• [Aim] Reproduce every line of the material below verbatim, leaving out the pictures.

════════════════

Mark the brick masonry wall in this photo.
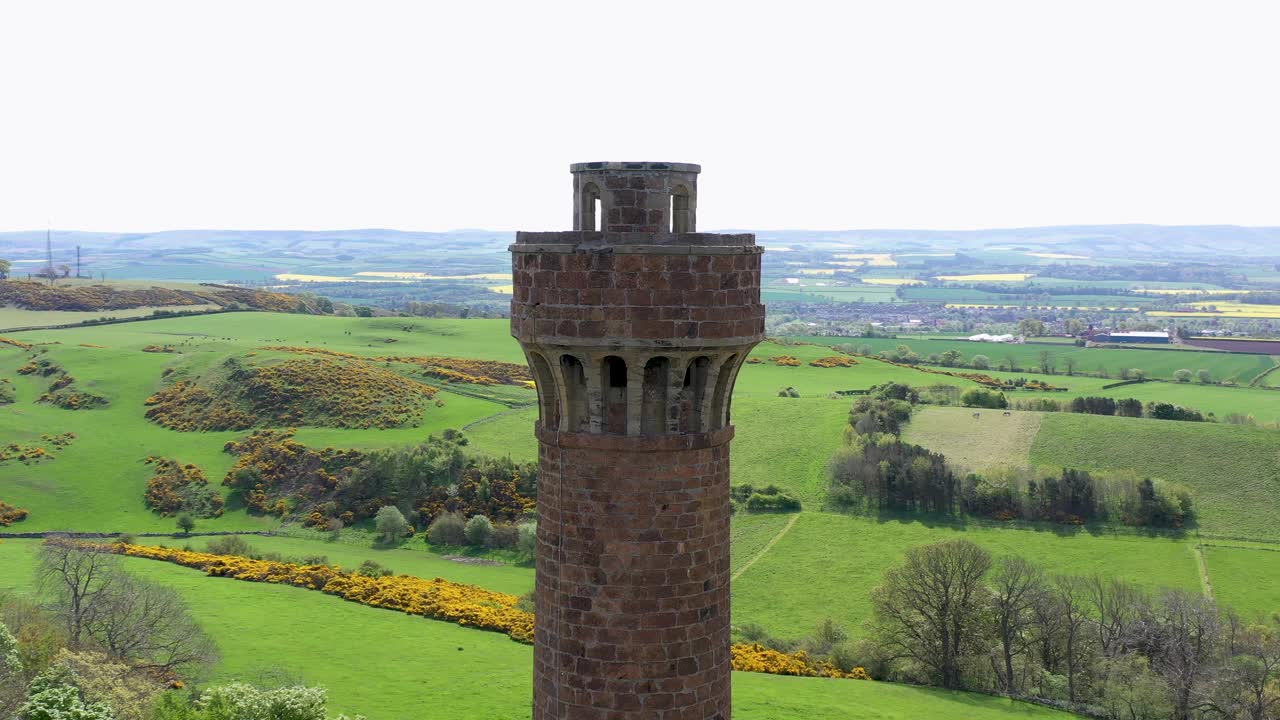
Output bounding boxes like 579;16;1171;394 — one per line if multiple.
511;245;764;345
534;427;733;720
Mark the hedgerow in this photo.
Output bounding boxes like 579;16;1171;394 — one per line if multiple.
0;281;315;311
143;457;223;518
0;500;29;528
259;345;534;384
67;543;870;680
146;357;436;432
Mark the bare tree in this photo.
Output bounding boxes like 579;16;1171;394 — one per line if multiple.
1048;575;1089;702
872;541;991;688
991;555;1044;693
1146;591;1222;720
87;573;218;670
1204;623;1280;720
1084;575;1151;657
36;537;218;670
36;536;119;648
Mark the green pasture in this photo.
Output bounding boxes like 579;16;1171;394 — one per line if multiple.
1202;542;1280;620
0;541;1070;720
902;407;1042;471
732;512;1199;637
1030;412;1280;541
791;337;1280;384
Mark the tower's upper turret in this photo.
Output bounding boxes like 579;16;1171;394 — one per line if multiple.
570;163;701;234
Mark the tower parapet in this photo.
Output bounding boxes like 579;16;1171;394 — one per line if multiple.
511;163;764;720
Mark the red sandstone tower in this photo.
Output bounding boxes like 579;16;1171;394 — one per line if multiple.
511;163;764;720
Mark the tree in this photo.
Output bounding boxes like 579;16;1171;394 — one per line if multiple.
1207;623;1280;720
374;505;408;543
991;555;1044;693
1144;591;1222;720
36;537;119;648
872;541;991;689
1039;350;1053;375
86;570;218;671
1018;318;1044;337
466;515;493;547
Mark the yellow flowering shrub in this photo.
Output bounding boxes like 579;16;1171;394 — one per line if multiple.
55;541;870;680
809;355;858;368
732;643;870;680
0;500;29;528
76;543;534;643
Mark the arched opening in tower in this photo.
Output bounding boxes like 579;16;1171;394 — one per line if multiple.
561;355;591;433
680;355;712;433
600;355;627;434
529;352;559;430
669;184;694;233
640;357;671;436
708;354;737;429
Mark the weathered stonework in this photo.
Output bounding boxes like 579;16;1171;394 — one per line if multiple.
511;163;764;720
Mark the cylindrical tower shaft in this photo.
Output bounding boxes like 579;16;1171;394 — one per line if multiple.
511;163;764;720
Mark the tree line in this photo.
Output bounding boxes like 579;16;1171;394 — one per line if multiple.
859;541;1280;720
828;383;1193;528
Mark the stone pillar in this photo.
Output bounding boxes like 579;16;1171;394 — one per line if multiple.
511;163;764;720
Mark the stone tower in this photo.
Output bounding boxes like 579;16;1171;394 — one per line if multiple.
511;163;764;720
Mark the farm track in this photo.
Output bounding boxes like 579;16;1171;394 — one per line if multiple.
728;512;800;583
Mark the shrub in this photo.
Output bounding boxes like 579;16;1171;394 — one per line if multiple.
374;505;410;543
960;387;1009;410
477;515;520;550
356;560;396;578
516;523;538;556
463;515;493;547
426;512;467;544
203;536;253;557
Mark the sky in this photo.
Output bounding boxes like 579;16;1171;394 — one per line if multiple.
0;0;1280;232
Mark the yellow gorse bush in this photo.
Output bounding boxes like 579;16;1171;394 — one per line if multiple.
80;543;534;643
732;643;870;680
64;541;870;680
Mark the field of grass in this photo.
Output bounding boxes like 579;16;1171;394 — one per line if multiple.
1203;543;1280;619
733;512;1199;637
902;407;1041;471
0;305;218;332
1030;409;1280;541
0;538;1070;720
795;337;1274;384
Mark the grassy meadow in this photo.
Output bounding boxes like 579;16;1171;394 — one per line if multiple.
0;310;1280;720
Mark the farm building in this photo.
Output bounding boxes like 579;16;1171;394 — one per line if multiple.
969;333;1021;342
1093;331;1169;345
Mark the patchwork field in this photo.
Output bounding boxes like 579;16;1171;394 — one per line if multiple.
0;313;1280;720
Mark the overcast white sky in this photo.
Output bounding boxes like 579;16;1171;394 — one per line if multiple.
0;0;1280;231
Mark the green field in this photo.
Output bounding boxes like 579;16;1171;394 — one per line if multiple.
1030;413;1280;541
902;407;1042;471
733;512;1199;637
794;337;1280;384
0;538;1069;720
0;307;1280;720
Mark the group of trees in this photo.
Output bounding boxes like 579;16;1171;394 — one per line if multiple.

════════════════

• [Solution for this task]
Mark the brick masonry wall in this photo.
Output bounding boxes like 579;16;1171;394 — one per line if multiple.
511;245;764;345
534;427;733;720
Mark the hedgerow in this photo.
Output bounding boxes like 579;16;1171;394 — one per line if multiple.
0;281;315;311
143;457;223;518
0;500;29;528
259;345;534;384
67;543;870;680
146;357;436;432
Mark the bare tree in this photo.
Output bounding boxes like 579;16;1171;394 — one per line if multiple.
1048;575;1089;702
872;541;991;688
991;555;1044;693
1146;591;1222;720
87;573;218;670
1204;623;1280;720
1084;575;1151;657
36;537;218;670
36;536;119;648
Mark the green pasture in this photo.
Output bounding boxes like 579;16;1171;394 — one per line if multiple.
1202;542;1280;620
0;541;1070;720
902;407;1042;471
732;512;1199;637
1030;412;1280;541
791;337;1280;384
Mark the tower's upper turret in this photo.
Output bounding boxes like 579;16;1171;394 — one per line if multiple.
570;163;701;234
Mark the tower parapet in this photo.
Output bounding boxes like 579;16;1171;394 — one per line if multiple.
511;163;764;720
Mark the red sandstone tower in this photo.
Output bounding boxes like 579;16;1171;394 — one per line if multiple.
511;163;764;720
Mark the tree in this photo.
Output bounding boxes like 579;16;1171;394 — one per line if multiple.
1207;623;1280;720
374;505;408;543
991;555;1044;693
1144;591;1222;720
36;537;119;648
872;541;991;689
1039;350;1053;375
86;570;218;671
1018;318;1044;337
466;515;493;547
Mark the yellow flowering shrub in this photo.
Output bounding boxes like 579;16;1171;394 — one per line if multiple.
55;541;870;680
809;355;858;368
732;643;870;680
0;500;29;528
76;543;534;643
Mark the arched opening in tower in this photo.
Output bounding boxes like 579;16;1171;394 — one per line if multiple.
561;355;591;433
680;355;712;433
600;355;627;434
529;352;559;430
669;184;694;233
640;357;671;436
708;354;737;429
Mark the weathered stonework in this photo.
Output bounding boxes like 579;16;1171;394 — one per line if multiple.
511;163;764;720
Mark the cylindrical tower shaft in this photo.
Output bounding boxes like 579;16;1171;394 — one per line if multiple.
511;163;764;720
Mark the tree line in this photo.
Output bounding boxes like 579;16;1171;394 — one per line if multiple.
859;541;1280;720
828;383;1193;528
Mark the stone pillar in this photo.
Output bounding boxes like 579;16;1171;394 — one per line if multiple.
511;163;764;720
Mark the stone tower in this photo.
Output bounding boxes like 579;16;1171;394 — one per line if multiple.
511;163;764;720
Mark the farm track in this photo.
Output bounding boxes like 579;16;1171;394 — one per line if multiple.
728;512;800;583
Mark the shrub in this photo.
Output bounding boxes like 579;16;1171;394 — one per line if multiple.
374;505;410;543
960;387;1009;410
477;515;520;550
356;560;396;578
516;523;538;556
463;515;493;547
426;512;467;544
203;536;253;557
Mark the sky in this photo.
Output bounding boxes like 579;16;1171;394 — one per line if multiple.
0;0;1280;232
Mark the yellow gorse bush in this photo.
Output bounding boxes like 579;16;1171;394 — one per line if multiple.
80;543;534;643
732;643;870;680
64;541;870;680
Mark the field of grass in this photo.
Output bounding boxes like 579;16;1171;394 — one per line if multiple.
1203;543;1280;619
733;512;1199;637
902;407;1041;471
0;305;218;332
1030;409;1280;541
0;538;1070;720
795;337;1274;384
Mark the grassy meadow in this photo.
Output bounding boxes like 579;16;1171;394 — one per line if multiple.
0;310;1280;720
Mark the farm building in this photo.
Output bounding boxes like 579;16;1171;394 — one per line if multiple.
969;333;1021;342
1093;331;1169;345
Mark the patchwork field in this photo.
Output bounding boxes like 579;16;1171;394 — one per line if multiple.
0;313;1280;720
Mark the overcast white sky in this photo.
Output bounding boxes like 579;16;1171;394 — one per line if multiple.
0;0;1280;231
Mark the green field in this photo.
Output bounding boxes like 579;16;1171;394 — one per line if multiple.
1030;413;1280;541
902;407;1042;471
733;512;1199;637
794;337;1280;384
0;538;1069;720
0;307;1280;720
Mark the group of trees in this photo.
Output bounding boxes like 579;16;1171;394 — one per line if multiple.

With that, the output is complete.